■ DATASET EXTRACT:
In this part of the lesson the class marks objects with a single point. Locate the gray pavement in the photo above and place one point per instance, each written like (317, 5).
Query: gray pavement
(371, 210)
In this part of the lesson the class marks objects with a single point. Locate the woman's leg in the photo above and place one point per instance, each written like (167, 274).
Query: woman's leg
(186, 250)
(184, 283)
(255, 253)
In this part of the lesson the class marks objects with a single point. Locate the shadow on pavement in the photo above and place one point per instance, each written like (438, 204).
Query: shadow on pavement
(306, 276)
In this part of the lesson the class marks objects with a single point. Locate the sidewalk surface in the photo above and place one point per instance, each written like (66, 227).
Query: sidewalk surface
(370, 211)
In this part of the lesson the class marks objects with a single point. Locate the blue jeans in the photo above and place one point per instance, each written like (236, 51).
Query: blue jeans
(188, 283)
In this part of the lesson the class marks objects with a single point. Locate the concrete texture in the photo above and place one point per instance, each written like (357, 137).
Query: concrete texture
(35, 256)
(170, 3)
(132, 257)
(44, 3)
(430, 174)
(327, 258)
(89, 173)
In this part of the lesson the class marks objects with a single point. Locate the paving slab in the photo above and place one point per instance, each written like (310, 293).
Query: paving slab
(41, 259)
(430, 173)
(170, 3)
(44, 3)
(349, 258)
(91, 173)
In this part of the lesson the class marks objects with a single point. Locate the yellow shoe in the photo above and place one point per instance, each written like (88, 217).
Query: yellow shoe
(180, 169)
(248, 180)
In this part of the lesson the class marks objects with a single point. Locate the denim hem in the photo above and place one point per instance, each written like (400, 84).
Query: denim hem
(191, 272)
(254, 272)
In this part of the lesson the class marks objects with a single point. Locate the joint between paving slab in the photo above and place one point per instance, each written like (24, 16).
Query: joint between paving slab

■ OBJECTIVE: Give back, unchanged, every line from the one with "like (88, 217)." to the end of the entries above.

■ EXERCISE SOLUTION:
In this part of the lesson the class marks objects with a single point. Locate the yellow shoe in the photo above and place one point per instance, each written like (88, 217).
Query: yellow shoe
(180, 169)
(248, 180)
In this part of the lesson the class marks objects with a single point. Locate the denim hem in the photo above and place one point per instance, each written like (400, 84).
Query: denim hem
(191, 272)
(254, 272)
In this part of the lesson the class marks objects with a single point. Locate the joint between paving slab in the photo above and place one point per instance, each written like (24, 16).
Query: joint between paving slab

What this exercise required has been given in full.